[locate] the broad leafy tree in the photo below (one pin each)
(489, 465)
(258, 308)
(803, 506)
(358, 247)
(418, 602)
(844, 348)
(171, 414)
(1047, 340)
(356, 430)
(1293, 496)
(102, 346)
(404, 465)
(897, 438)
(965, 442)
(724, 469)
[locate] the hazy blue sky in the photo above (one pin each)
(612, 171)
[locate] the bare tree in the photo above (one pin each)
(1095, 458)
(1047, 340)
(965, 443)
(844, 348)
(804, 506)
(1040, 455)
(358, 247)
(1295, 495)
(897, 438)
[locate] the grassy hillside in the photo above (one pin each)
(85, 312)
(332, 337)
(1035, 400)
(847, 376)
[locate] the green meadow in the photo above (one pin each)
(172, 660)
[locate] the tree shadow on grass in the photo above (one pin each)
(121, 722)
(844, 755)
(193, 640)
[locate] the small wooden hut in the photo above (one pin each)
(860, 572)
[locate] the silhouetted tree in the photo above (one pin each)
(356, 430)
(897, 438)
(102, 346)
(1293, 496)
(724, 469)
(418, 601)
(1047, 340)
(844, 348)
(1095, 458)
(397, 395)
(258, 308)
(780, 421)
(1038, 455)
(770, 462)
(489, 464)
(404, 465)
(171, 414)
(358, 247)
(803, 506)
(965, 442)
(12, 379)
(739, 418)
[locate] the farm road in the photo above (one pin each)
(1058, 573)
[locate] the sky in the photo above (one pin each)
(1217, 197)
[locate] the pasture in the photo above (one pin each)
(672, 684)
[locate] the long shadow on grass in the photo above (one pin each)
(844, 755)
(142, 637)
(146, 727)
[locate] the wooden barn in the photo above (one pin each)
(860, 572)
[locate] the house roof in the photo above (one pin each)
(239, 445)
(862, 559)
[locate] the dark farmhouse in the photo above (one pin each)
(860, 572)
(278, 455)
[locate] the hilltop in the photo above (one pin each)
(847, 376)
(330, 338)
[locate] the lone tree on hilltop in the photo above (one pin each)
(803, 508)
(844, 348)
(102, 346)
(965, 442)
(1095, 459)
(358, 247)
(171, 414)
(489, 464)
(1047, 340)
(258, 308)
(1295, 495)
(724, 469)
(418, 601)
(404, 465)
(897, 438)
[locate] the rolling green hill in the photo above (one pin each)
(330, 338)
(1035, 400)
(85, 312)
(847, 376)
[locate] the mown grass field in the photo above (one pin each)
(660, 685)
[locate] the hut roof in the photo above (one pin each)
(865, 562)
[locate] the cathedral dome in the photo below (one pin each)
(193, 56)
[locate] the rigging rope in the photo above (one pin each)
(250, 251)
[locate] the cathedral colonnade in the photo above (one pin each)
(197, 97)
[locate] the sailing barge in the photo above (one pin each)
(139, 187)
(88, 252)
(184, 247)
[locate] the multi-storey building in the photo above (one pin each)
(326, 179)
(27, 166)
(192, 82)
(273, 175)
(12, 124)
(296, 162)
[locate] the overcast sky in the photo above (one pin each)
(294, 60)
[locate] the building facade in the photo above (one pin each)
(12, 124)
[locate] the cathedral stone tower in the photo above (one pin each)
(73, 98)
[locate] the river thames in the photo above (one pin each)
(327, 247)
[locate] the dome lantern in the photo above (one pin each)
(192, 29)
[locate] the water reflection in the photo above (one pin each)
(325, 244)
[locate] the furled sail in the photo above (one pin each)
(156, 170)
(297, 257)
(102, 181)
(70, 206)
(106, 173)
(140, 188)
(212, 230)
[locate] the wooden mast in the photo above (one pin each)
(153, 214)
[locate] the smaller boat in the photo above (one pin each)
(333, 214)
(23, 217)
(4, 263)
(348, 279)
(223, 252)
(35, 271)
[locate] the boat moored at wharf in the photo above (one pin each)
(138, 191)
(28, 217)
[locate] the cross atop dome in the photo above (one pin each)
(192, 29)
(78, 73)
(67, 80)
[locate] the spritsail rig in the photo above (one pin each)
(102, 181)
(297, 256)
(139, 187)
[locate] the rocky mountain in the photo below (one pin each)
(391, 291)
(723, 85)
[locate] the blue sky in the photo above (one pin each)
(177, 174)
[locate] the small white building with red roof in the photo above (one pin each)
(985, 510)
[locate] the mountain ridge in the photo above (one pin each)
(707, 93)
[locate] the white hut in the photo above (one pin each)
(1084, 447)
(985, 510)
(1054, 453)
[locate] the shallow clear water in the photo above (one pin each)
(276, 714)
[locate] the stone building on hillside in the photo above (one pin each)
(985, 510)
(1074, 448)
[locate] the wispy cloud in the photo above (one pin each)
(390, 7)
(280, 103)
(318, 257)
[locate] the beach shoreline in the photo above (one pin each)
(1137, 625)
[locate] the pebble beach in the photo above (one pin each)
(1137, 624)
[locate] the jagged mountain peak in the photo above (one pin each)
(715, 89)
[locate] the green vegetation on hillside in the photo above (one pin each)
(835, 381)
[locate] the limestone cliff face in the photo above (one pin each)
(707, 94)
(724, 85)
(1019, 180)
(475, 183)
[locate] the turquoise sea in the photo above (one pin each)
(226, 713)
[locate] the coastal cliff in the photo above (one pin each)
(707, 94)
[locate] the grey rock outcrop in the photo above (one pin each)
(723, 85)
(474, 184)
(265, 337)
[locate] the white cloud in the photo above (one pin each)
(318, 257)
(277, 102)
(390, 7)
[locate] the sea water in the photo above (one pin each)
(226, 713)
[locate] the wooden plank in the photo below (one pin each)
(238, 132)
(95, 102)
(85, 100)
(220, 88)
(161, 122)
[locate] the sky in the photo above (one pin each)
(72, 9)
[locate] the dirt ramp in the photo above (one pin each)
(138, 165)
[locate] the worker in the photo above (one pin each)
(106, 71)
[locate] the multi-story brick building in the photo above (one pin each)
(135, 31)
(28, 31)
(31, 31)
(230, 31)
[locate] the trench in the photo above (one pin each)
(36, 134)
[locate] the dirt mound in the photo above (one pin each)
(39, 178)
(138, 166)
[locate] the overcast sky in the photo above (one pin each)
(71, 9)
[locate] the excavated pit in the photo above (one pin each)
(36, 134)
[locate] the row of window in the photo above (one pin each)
_ _ _ _
- [Brief]
Format every line of the material above as a numbered list, leaving out any blank lines.

- [Task result]
1. [locate] the broad leafy tree in the photo below (one pin each)
2. (489, 465)
3. (258, 308)
4. (803, 506)
5. (358, 247)
6. (418, 602)
7. (844, 348)
8. (171, 414)
9. (1047, 340)
10. (356, 430)
11. (1293, 496)
12. (102, 346)
13. (404, 465)
14. (897, 438)
15. (965, 442)
16. (724, 469)
17. [locate] the hazy blue sky in the photo above (one pin each)
18. (612, 171)
19. [locate] the bare tree in the photo above (one pin each)
20. (1095, 458)
21. (1047, 340)
22. (965, 443)
23. (844, 348)
24. (804, 506)
25. (1040, 455)
26. (358, 247)
27. (1295, 495)
28. (897, 438)
29. [locate] the grassy hillside in the photo above (one pin each)
30. (85, 312)
31. (332, 337)
32. (1035, 400)
33. (847, 376)
34. [locate] the green meadow in the photo above (one pin each)
35. (172, 660)
36. [locate] the tree shadow on grass in the photo above (one pin each)
37. (121, 722)
38. (844, 755)
39. (193, 640)
40. [locate] the small wooden hut in the photo above (one pin each)
41. (860, 572)
42. [locate] the silhouetted tree in the photo above (one pin each)
43. (356, 430)
44. (897, 438)
45. (102, 346)
46. (1293, 496)
47. (724, 469)
48. (418, 601)
49. (1047, 340)
50. (844, 348)
51. (1095, 458)
52. (397, 395)
53. (258, 308)
54. (780, 421)
55. (1038, 455)
56. (770, 462)
57. (489, 464)
58. (404, 465)
59. (171, 414)
60. (358, 247)
61. (803, 506)
62. (965, 442)
63. (12, 379)
64. (739, 418)
65. [locate] the farm road in the photo above (one pin each)
66. (1058, 573)
67. [locate] the sky in the photo above (one pin each)
68. (1217, 197)
69. [locate] the pasture in the photo above (one pin each)
70. (672, 684)
71. [locate] the long shadow on grass in the photo above (one pin each)
72. (844, 755)
73. (142, 637)
74. (146, 727)
75. [locate] the wooden barn in the photo above (one pin each)
76. (860, 572)
77. [locate] the house roof in the photo above (one pin each)
78. (239, 445)
79. (862, 559)
80. [locate] the dark farmhouse in the photo above (one pin each)
81. (860, 572)
82. (278, 455)
83. [locate] the hilltop in the photo above (one pin each)
84. (847, 376)
85. (330, 338)
86. [locate] the lone tree on hilltop in the photo above (one pin each)
87. (803, 508)
88. (844, 348)
89. (102, 346)
90. (965, 442)
91. (1095, 459)
92. (358, 247)
93. (171, 414)
94. (489, 464)
95. (1047, 340)
96. (258, 308)
97. (1295, 495)
98. (724, 469)
99. (418, 601)
100. (404, 465)
101. (897, 438)
102. [locate] the rolling green hill in the photo above (one pin each)
103. (330, 338)
104. (1035, 400)
105. (85, 312)
106. (847, 376)
107. [locate] the mown grass field in the photo above (one pin each)
108. (660, 685)
109. [locate] the hut roof in the photo above (one pin each)
110. (865, 562)
111. [locate] the cathedral dome in the photo below (one pin each)
112. (193, 56)
113. [locate] the rigging rope in the photo above (one pin each)
114. (250, 251)
115. [locate] the cathedral colonnade in the photo above (one pin each)
116. (197, 97)
117. [locate] the sailing barge in the photo above (one pin each)
118. (139, 187)
119. (88, 252)
120. (184, 247)
121. [locate] the multi-storey building in the photo above (one pin each)
122. (326, 179)
123. (27, 166)
124. (192, 82)
125. (273, 175)
126. (12, 124)
127. (296, 162)
128. [locate] the overcast sky in the photo above (one pin each)
129. (294, 60)
130. [locate] the building facade in the photo above (one pin each)
131. (12, 124)
132. [locate] the cathedral stone tower in the photo above (one pin each)
133. (73, 98)
134. [locate] the river thames in the photo above (one pin each)
135. (327, 247)
136. [locate] the dome lantern in the photo above (one pin each)
137. (192, 29)
138. [locate] the water reflection in the photo above (one pin each)
139. (325, 244)
140. [locate] the furled sail in the photo above (one pin each)
141. (156, 170)
142. (297, 257)
143. (102, 181)
144. (70, 206)
145. (106, 173)
146. (140, 188)
147. (212, 230)
148. [locate] the wooden mast in the photo above (one pin each)
149. (153, 214)
150. [locate] the smaller boat in the photo above (one pin each)
151. (333, 214)
152. (23, 217)
153. (4, 263)
154. (348, 279)
155. (223, 252)
156. (35, 271)
157. [locate] the boat moored at wharf in the photo above (one pin each)
158. (138, 191)
159. (28, 217)
160. [locate] the cross atop dome in the photo above (one pin each)
161. (192, 29)
162. (78, 73)
163. (67, 80)
164. [locate] the spritsail rig in the photo above (one pin each)
165. (102, 181)
166. (297, 256)
167. (139, 187)
168. [locate] the rocky mountain in the photo below (one pin each)
169. (391, 291)
170. (723, 85)
171. [locate] the blue sky in the photo above (one pin each)
172. (177, 174)
173. [locate] the small white building with red roof in the photo above (one pin each)
174. (985, 510)
175. [locate] the mountain ridge in the photo above (one pin each)
176. (707, 93)
177. [locate] the white hut in the photo above (one pin each)
178. (1084, 447)
179. (985, 510)
180. (1054, 453)
181. [locate] the shallow clear water in the photo above (one pin each)
182. (276, 714)
183. [locate] the stone building on hillside in the photo above (one pin each)
184. (985, 510)
185. (1074, 448)
186. [locate] the wispy cloud in the photo above (one pin each)
187. (390, 7)
188. (280, 103)
189. (318, 257)
190. [locate] the beach shoreline in the photo above (one pin each)
191. (1137, 625)
192. [locate] the pebble beach in the photo above (one pin each)
193. (1137, 624)
194. [locate] the jagged mountain peak in the photo above (one pin each)
195. (715, 89)
196. [locate] the green vegetation on hillside in the photo above (one pin each)
197. (835, 381)
198. [locate] the limestone cliff face in the photo above (one pin each)
199. (707, 94)
200. (724, 85)
201. (1019, 180)
202. (475, 183)
203. [locate] the turquoise sea in the photo above (one pin each)
204. (226, 713)
205. [locate] the coastal cliff in the photo above (one pin each)
206. (707, 94)
207. [locate] the grey rock outcrop in the photo above (one pin each)
208. (723, 85)
209. (474, 184)
210. (265, 337)
211. [locate] the white cloud in the photo above (one pin each)
212. (318, 257)
213. (277, 102)
214. (390, 7)
215. [locate] the sea water in the photo above (one pin each)
216. (226, 713)
217. [locate] the wooden plank in the photo below (one pin each)
218. (238, 132)
219. (95, 102)
220. (85, 100)
221. (220, 88)
222. (161, 122)
223. [locate] the sky in the photo above (one pin each)
224. (72, 9)
225. [locate] the dirt ramp in the photo above (one pin each)
226. (138, 165)
227. [locate] the worker in the photo above (one pin each)
228. (106, 71)
229. [locate] the multi-story brick building in the photo above (one pin each)
230. (135, 31)
231. (28, 31)
232. (31, 31)
233. (230, 31)
234. [locate] the trench in the photo above (one pin each)
235. (36, 134)
236. [locate] the dirt mound in the photo above (one pin each)
237. (39, 178)
238. (138, 166)
239. [locate] the overcast sky in the photo above (one pin each)
240. (71, 9)
241. [locate] the excavated pit in the photo above (one pin each)
242. (36, 134)
243. [locate] the row of window in the photo above (one pin each)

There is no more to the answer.